Start of Data to examine

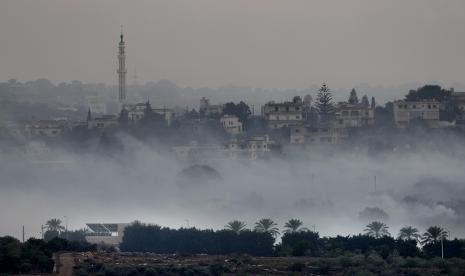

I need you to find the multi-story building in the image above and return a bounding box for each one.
[227,135,275,160]
[220,115,243,135]
[290,125,345,145]
[261,96,305,129]
[124,102,174,126]
[393,100,440,127]
[85,223,129,246]
[25,119,69,138]
[335,102,374,128]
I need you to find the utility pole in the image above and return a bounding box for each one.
[374,175,377,193]
[22,226,25,243]
[311,173,315,186]
[441,233,444,259]
[63,216,69,240]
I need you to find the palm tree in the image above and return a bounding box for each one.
[45,218,65,233]
[398,226,421,241]
[364,221,390,238]
[422,226,448,245]
[225,220,247,234]
[283,219,309,234]
[254,218,279,237]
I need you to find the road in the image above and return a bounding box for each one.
[57,252,74,276]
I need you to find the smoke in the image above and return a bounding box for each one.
[1,132,465,241]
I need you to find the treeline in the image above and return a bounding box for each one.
[121,220,465,260]
[120,222,274,256]
[0,236,96,274]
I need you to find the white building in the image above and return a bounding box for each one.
[290,125,345,145]
[261,96,306,129]
[227,135,275,160]
[393,100,440,127]
[335,102,374,128]
[85,223,129,246]
[220,115,243,135]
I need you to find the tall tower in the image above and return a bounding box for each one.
[117,27,127,103]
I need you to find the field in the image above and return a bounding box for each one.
[68,252,465,275]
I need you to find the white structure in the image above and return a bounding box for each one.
[220,115,243,135]
[335,102,374,128]
[261,96,305,129]
[393,100,440,127]
[290,125,345,145]
[85,223,129,246]
[117,30,127,103]
[227,135,274,160]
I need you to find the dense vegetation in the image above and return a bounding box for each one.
[120,222,275,256]
[121,220,465,261]
[0,236,95,274]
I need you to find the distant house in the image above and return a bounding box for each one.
[220,115,243,135]
[261,96,306,129]
[393,100,440,127]
[335,102,374,128]
[25,119,69,138]
[227,135,275,160]
[290,125,345,145]
[85,223,129,246]
[124,102,174,125]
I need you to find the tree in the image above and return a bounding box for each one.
[87,108,92,121]
[348,89,359,104]
[314,83,335,124]
[225,220,247,234]
[222,101,251,123]
[371,96,376,109]
[254,218,279,237]
[283,219,309,234]
[422,226,448,245]
[361,95,369,108]
[405,85,451,102]
[45,219,65,233]
[364,221,390,238]
[398,226,421,241]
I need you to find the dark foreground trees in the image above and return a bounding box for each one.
[120,222,274,256]
[0,236,95,274]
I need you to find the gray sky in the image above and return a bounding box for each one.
[1,0,464,89]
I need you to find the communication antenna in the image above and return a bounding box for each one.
[374,175,377,193]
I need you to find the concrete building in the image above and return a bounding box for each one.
[335,102,374,128]
[124,102,174,126]
[199,97,223,116]
[393,100,440,127]
[220,115,243,135]
[261,96,305,129]
[85,223,129,246]
[227,135,275,160]
[25,119,68,138]
[290,125,345,145]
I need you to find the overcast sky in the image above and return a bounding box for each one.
[1,0,464,89]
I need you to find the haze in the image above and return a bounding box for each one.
[1,0,465,89]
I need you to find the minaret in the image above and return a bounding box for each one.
[117,27,127,103]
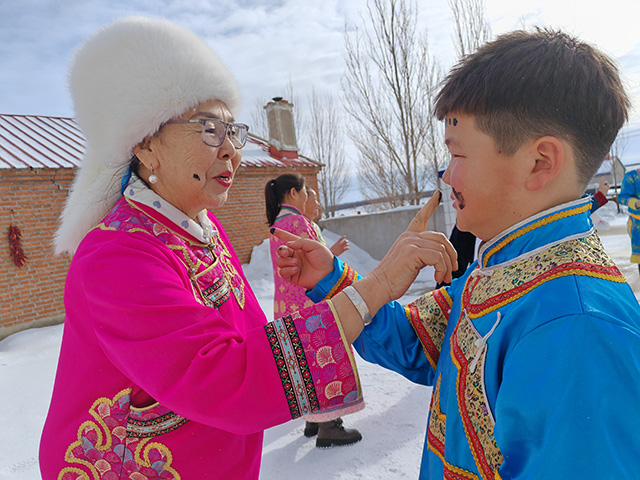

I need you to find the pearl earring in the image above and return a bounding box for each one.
[148,166,158,184]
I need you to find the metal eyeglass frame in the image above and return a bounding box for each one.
[165,118,249,149]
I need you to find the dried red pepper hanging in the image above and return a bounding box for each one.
[8,225,27,268]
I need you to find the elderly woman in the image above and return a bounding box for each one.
[40,17,455,480]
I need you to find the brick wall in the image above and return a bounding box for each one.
[0,165,319,338]
[0,168,74,338]
[216,165,320,263]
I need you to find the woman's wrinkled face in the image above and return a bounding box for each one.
[141,99,242,218]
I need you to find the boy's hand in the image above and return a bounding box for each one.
[272,230,334,290]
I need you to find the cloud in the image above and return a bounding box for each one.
[0,0,638,129]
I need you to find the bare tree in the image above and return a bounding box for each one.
[306,88,351,217]
[248,77,304,143]
[449,0,491,58]
[282,77,306,152]
[249,97,269,139]
[342,0,443,208]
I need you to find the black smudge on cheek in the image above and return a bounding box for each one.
[193,174,201,181]
[452,188,466,210]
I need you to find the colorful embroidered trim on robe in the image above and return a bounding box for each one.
[481,202,591,268]
[427,374,480,480]
[97,198,246,310]
[451,314,504,480]
[58,389,183,480]
[201,276,231,308]
[405,288,453,369]
[127,406,189,439]
[265,301,364,419]
[465,234,625,318]
[323,264,359,300]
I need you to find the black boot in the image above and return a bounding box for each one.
[316,418,362,448]
[304,417,343,437]
[304,421,319,437]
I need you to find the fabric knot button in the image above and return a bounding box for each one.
[181,221,189,229]
[153,200,162,209]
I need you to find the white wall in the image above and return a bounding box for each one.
[319,203,449,261]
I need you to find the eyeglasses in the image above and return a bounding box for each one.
[165,118,249,149]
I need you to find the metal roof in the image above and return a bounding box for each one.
[0,114,320,170]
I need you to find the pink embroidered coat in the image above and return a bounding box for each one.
[40,196,363,480]
[269,205,319,319]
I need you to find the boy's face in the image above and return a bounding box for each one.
[442,112,529,241]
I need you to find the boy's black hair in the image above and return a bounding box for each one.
[435,28,630,187]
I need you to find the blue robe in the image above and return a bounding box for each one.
[308,197,640,479]
[618,168,640,263]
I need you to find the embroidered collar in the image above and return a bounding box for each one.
[276,204,303,218]
[123,173,216,243]
[477,197,594,270]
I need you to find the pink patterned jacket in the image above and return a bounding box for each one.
[269,205,319,319]
[40,196,363,480]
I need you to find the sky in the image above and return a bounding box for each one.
[1,0,639,199]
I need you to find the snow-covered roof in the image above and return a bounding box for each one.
[0,114,320,170]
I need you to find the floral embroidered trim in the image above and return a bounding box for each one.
[265,315,319,418]
[451,314,504,480]
[466,234,625,318]
[58,388,182,480]
[265,302,364,420]
[426,374,447,461]
[428,375,480,480]
[405,288,452,369]
[324,264,359,300]
[202,276,231,308]
[127,411,189,439]
[96,197,246,310]
[482,202,591,267]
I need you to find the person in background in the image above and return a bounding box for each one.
[618,167,640,273]
[265,174,362,447]
[590,175,610,212]
[39,17,457,479]
[304,186,350,256]
[435,225,477,289]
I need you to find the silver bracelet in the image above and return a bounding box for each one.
[342,285,372,326]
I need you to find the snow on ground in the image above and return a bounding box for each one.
[1,204,637,480]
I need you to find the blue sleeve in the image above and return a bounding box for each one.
[307,256,441,386]
[495,314,640,479]
[352,300,435,386]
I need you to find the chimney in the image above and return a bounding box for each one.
[264,97,298,159]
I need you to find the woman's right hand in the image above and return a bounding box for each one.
[272,229,335,290]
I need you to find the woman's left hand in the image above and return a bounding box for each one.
[272,229,334,290]
[330,235,350,256]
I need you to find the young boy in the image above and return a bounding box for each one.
[296,29,640,478]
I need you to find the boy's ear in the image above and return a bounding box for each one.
[525,137,565,191]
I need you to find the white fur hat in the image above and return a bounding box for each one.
[54,16,241,254]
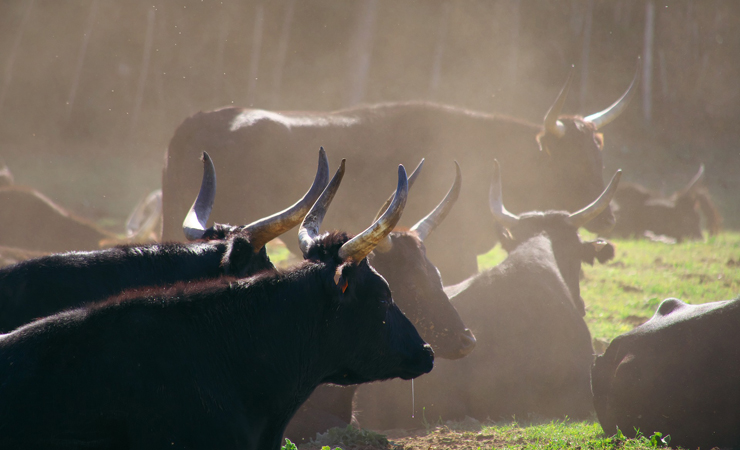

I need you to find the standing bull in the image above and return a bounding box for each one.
[0,150,329,332]
[161,67,638,283]
[285,162,475,444]
[610,164,721,242]
[592,297,740,449]
[0,161,434,450]
[355,161,620,429]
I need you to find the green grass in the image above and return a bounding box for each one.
[478,232,740,343]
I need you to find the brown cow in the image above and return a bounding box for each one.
[161,67,639,284]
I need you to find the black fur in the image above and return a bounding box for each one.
[0,239,433,449]
[0,227,272,333]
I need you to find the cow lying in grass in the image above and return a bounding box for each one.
[0,150,329,333]
[609,164,721,242]
[0,162,434,450]
[592,296,740,449]
[355,161,619,429]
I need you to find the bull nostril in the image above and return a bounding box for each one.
[459,329,477,354]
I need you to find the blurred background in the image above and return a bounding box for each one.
[0,0,738,229]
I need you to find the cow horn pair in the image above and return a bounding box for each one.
[543,60,641,137]
[372,159,462,252]
[489,159,622,230]
[298,161,409,263]
[183,148,331,252]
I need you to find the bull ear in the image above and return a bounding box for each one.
[183,152,217,241]
[333,265,349,294]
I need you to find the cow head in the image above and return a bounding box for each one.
[536,64,639,234]
[370,161,476,360]
[490,160,621,315]
[298,161,434,384]
[182,149,330,277]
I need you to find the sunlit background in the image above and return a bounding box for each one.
[0,0,738,228]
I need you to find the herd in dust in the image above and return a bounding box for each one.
[0,60,734,450]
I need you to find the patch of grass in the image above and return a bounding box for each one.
[388,419,676,450]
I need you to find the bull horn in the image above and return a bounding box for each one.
[566,170,623,229]
[543,69,574,138]
[677,163,705,196]
[338,165,409,262]
[584,59,641,129]
[410,161,462,242]
[183,152,217,241]
[298,160,345,256]
[373,158,425,222]
[488,160,520,229]
[245,147,331,252]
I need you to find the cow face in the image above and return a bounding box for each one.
[537,118,614,234]
[306,232,434,385]
[370,233,475,360]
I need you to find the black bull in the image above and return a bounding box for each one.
[161,70,637,284]
[592,297,740,449]
[0,157,435,450]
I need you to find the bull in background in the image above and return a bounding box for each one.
[285,161,475,444]
[0,162,164,254]
[161,65,639,284]
[592,297,740,449]
[609,164,721,242]
[355,161,619,429]
[0,184,118,253]
[0,150,329,332]
[0,162,434,450]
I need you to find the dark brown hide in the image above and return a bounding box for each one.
[592,297,740,449]
[0,186,116,253]
[355,212,611,429]
[161,102,618,283]
[610,183,721,242]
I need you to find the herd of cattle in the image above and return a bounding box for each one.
[0,65,734,449]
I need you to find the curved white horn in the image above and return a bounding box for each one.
[244,148,330,251]
[488,160,520,229]
[566,170,622,229]
[584,59,641,129]
[410,161,462,241]
[373,158,424,222]
[298,160,345,256]
[677,163,705,196]
[338,165,409,262]
[543,69,574,138]
[183,152,217,241]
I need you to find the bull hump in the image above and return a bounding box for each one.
[229,110,359,131]
[656,298,686,316]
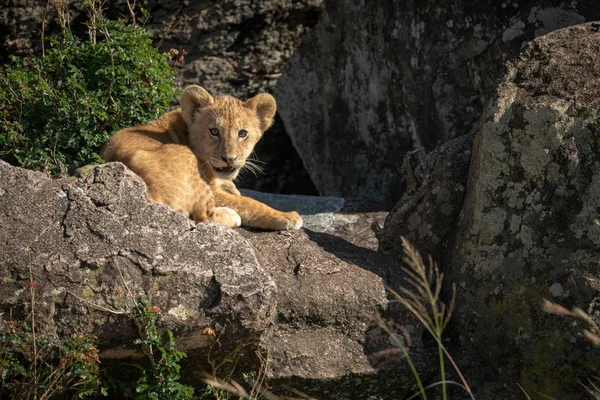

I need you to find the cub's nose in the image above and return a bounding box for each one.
[221,155,238,164]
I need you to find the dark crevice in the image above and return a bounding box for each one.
[236,115,318,195]
[60,199,72,239]
[85,220,106,241]
[199,275,222,310]
[285,241,307,277]
[227,15,268,52]
[293,263,301,276]
[117,249,153,274]
[89,196,109,208]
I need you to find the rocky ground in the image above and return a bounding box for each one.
[0,160,425,399]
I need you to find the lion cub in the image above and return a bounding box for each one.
[101,85,303,230]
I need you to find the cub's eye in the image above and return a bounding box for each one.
[209,128,220,137]
[238,129,248,139]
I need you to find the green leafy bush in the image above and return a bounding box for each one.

End of Data to examine

Return exactly, and only, the line containing "I need you to find the cub's eye" and every line after it through the end of the material.

**Response**
I need you to find the cub's eye in the image above and return a bounding box for each one.
[209,128,220,137]
[238,129,248,139]
I need you to find the green leafy bush in the image above and return a bounding box for each one.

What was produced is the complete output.